**Activity**
When you reach the line containing "the sky in the photo above." in the records below, start copying exactly, and stop once you have copied the line containing "dark car in the photo above.".

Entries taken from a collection

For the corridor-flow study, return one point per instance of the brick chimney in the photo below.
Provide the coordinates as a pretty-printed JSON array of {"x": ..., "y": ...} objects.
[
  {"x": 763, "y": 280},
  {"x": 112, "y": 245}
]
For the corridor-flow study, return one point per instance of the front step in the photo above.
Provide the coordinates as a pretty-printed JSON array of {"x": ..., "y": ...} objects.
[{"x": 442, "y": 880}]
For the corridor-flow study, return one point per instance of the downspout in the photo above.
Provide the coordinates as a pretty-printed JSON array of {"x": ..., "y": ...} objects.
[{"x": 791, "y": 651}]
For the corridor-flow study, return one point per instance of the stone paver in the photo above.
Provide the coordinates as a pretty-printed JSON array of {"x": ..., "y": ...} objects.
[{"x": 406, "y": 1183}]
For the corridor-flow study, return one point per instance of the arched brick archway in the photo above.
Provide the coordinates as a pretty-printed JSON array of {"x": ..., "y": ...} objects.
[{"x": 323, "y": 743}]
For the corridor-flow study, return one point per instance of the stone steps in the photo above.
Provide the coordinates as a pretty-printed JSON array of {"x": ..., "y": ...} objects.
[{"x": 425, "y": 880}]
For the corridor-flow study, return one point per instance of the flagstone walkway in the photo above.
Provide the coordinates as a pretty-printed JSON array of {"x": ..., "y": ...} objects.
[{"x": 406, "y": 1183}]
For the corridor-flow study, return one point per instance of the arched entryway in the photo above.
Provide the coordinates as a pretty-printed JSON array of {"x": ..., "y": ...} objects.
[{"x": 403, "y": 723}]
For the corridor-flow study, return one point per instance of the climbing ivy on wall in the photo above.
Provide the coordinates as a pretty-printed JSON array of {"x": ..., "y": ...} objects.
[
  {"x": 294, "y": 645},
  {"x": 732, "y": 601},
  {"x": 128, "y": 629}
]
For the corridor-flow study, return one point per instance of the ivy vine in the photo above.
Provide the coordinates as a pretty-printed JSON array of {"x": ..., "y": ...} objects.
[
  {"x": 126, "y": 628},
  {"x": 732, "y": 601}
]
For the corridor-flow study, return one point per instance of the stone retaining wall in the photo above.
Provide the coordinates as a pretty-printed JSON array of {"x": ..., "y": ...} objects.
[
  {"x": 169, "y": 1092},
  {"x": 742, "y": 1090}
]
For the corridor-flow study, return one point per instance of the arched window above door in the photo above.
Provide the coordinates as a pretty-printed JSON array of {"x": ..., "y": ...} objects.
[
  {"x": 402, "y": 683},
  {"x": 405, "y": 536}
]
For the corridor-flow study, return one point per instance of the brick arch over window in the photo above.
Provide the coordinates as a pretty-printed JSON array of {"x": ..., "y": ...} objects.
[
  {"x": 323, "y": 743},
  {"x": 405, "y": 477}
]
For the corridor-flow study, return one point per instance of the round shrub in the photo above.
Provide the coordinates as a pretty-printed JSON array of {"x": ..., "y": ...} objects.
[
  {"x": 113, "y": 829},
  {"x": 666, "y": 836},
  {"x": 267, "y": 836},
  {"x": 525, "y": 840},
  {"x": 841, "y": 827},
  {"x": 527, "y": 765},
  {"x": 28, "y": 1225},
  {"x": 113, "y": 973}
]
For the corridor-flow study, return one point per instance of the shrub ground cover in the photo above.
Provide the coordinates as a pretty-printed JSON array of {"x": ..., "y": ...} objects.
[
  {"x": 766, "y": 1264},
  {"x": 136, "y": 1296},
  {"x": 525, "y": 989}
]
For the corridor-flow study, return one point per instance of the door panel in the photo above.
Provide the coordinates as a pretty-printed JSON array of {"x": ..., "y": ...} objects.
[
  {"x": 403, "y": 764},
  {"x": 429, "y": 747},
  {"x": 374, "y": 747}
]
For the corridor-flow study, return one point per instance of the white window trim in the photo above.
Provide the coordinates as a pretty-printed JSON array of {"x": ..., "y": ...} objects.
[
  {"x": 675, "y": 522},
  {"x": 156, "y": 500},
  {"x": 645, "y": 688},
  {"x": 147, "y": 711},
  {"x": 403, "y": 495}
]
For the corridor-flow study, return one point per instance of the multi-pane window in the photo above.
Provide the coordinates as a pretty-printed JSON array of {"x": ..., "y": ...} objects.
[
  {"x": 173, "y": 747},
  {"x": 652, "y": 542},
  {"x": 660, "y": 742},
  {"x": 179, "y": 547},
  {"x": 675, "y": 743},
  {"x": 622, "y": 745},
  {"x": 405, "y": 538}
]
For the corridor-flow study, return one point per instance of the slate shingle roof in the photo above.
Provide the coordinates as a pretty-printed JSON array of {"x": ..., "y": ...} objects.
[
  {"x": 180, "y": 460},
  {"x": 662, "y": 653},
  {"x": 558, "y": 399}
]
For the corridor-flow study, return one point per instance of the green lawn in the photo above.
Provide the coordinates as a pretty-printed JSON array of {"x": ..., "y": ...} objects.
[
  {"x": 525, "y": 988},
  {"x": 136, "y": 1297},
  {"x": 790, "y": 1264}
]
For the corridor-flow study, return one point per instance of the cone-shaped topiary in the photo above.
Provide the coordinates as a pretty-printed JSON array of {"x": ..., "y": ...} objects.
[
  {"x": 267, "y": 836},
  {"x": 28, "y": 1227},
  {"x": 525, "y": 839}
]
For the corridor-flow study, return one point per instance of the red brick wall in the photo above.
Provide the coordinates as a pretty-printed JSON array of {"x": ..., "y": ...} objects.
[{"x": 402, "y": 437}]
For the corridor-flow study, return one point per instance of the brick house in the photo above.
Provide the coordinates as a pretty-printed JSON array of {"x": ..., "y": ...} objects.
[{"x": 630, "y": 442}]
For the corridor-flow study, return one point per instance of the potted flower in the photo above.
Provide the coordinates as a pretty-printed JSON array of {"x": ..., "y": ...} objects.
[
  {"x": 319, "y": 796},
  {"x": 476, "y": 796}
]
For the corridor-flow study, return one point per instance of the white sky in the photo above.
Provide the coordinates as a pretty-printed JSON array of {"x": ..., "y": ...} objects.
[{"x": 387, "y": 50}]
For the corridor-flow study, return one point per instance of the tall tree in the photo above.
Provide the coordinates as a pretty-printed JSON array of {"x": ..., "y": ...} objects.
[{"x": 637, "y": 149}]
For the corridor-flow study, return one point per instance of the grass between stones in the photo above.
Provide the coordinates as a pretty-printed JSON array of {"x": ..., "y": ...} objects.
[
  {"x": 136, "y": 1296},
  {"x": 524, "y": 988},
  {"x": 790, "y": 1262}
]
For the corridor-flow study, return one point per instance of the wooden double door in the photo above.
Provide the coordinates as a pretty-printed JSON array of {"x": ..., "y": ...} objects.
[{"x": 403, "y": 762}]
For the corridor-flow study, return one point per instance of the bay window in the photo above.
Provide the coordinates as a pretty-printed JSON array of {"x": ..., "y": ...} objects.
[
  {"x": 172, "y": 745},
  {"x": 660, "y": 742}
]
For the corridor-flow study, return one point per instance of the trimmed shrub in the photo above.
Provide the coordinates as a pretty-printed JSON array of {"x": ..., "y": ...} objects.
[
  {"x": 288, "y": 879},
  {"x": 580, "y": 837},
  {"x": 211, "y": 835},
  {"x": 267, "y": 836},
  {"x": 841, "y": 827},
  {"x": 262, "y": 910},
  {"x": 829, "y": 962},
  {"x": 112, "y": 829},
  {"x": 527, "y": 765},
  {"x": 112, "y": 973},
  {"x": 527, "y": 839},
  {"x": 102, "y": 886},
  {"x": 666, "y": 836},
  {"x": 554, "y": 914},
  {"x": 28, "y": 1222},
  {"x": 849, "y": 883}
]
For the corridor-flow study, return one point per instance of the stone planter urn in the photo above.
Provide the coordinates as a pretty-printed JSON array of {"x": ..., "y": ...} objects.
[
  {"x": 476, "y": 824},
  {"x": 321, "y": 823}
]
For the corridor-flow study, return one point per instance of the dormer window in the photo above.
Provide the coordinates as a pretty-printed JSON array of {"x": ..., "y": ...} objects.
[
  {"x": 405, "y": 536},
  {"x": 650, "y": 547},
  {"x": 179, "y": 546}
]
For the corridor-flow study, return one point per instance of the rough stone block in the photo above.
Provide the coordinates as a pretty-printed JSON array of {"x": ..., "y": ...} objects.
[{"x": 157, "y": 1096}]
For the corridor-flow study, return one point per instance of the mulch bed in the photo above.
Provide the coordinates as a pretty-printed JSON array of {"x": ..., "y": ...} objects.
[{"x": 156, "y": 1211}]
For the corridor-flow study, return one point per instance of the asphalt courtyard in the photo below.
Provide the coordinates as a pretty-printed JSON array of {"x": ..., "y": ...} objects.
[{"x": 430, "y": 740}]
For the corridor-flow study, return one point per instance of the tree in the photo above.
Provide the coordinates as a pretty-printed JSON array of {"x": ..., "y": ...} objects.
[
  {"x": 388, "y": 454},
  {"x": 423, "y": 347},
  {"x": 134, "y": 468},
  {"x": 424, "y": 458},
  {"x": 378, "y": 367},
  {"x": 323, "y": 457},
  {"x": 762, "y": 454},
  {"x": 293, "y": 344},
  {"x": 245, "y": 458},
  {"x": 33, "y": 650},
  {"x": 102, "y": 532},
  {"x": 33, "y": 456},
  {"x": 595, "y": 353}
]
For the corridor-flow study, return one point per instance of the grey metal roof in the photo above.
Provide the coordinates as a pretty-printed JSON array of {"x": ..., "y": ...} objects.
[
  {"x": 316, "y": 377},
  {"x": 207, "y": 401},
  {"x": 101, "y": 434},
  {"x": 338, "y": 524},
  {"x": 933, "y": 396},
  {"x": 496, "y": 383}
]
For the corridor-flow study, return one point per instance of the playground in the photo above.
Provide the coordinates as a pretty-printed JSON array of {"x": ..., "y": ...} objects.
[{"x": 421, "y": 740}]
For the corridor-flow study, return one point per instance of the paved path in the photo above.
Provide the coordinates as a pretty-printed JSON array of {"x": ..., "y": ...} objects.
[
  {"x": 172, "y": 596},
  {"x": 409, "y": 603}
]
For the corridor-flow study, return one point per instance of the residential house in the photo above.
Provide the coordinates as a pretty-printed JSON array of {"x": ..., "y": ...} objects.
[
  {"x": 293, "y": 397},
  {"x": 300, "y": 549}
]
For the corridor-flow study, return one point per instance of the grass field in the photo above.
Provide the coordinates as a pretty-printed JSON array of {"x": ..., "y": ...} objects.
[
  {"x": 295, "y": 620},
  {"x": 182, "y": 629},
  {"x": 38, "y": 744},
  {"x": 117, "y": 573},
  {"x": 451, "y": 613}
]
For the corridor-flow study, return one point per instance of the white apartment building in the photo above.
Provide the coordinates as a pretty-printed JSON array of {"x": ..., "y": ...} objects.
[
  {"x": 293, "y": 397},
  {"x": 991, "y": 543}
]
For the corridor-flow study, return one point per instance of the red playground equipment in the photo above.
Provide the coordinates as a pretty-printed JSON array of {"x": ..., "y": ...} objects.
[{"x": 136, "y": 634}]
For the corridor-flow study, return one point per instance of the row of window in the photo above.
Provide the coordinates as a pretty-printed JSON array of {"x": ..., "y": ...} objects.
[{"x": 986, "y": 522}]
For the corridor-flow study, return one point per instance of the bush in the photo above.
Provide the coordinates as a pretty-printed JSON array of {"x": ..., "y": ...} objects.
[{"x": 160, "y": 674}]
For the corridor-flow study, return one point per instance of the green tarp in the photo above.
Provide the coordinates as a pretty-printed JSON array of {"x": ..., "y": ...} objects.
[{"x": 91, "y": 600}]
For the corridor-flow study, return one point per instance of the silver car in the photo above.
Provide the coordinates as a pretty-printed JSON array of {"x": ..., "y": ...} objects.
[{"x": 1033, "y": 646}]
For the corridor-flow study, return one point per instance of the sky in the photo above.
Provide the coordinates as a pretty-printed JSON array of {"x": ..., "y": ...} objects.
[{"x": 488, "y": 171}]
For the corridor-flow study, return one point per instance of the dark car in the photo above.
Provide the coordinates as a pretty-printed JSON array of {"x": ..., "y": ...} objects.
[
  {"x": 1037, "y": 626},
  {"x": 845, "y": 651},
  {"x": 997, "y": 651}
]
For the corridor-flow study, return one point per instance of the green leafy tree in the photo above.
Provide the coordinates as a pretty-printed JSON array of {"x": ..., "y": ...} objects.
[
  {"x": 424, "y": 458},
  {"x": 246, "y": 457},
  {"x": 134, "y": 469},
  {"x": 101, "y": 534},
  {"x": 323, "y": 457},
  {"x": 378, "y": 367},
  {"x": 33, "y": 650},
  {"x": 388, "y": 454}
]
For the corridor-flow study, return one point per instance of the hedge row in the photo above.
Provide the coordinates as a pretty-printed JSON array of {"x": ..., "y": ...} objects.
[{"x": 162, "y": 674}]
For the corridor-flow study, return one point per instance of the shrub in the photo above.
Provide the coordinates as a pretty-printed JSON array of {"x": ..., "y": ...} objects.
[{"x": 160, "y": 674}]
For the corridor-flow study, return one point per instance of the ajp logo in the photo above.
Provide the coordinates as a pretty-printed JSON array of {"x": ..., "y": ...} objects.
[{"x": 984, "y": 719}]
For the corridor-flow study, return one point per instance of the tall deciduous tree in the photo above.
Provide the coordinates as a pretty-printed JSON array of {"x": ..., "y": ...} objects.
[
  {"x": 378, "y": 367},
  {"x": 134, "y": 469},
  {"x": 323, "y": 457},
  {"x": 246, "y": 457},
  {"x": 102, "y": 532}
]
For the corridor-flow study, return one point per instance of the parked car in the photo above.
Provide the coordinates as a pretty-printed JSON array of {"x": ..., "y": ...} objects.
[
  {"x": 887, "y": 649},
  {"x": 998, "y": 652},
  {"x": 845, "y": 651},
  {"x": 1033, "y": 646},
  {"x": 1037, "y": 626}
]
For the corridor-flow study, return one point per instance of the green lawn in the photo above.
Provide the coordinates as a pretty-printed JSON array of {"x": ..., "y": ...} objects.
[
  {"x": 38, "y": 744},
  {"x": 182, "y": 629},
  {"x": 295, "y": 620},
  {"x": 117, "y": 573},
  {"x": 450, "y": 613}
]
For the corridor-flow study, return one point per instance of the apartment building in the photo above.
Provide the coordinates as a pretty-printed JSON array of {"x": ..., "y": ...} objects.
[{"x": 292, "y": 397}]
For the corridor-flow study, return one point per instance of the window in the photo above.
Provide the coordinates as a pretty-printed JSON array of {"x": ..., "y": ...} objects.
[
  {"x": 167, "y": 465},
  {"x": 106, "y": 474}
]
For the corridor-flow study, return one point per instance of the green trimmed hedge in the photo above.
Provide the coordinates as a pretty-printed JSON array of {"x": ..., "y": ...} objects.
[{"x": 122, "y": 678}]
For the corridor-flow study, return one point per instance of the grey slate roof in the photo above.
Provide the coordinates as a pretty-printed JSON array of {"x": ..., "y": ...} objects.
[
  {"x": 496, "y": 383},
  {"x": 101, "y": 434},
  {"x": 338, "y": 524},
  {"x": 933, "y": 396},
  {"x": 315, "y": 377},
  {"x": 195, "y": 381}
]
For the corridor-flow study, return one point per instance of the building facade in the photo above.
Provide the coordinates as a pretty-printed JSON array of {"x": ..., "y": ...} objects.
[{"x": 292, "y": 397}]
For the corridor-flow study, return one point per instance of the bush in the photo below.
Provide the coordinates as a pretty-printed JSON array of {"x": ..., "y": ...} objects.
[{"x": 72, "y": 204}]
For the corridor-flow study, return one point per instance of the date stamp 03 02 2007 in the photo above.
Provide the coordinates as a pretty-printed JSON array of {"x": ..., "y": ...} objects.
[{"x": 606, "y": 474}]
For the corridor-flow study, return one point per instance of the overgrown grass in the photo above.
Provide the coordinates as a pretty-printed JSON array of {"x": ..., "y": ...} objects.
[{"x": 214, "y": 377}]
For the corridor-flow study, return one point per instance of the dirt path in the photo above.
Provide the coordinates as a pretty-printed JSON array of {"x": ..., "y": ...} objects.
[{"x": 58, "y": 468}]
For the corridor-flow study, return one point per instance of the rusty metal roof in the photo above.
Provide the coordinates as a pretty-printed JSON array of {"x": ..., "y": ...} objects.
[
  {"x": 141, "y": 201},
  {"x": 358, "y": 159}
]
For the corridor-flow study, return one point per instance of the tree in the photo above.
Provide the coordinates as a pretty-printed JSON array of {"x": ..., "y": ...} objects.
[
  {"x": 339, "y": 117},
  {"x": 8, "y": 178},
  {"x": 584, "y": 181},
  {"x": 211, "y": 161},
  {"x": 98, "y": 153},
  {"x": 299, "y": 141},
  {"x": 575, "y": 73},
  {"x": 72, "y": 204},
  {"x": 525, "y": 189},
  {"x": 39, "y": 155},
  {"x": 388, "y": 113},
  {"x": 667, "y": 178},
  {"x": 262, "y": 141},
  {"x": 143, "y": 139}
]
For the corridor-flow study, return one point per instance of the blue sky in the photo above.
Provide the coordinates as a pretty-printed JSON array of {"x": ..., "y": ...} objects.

**Answer for the task**
For the corridor-flow study, return one point per instance of the sky in the photo above.
Provide the coordinates as a pretty-printed JSON array of {"x": ..., "y": ...} objects.
[{"x": 488, "y": 171}]
For the corridor-flow study, return one point per instance of the dark car in the photo above.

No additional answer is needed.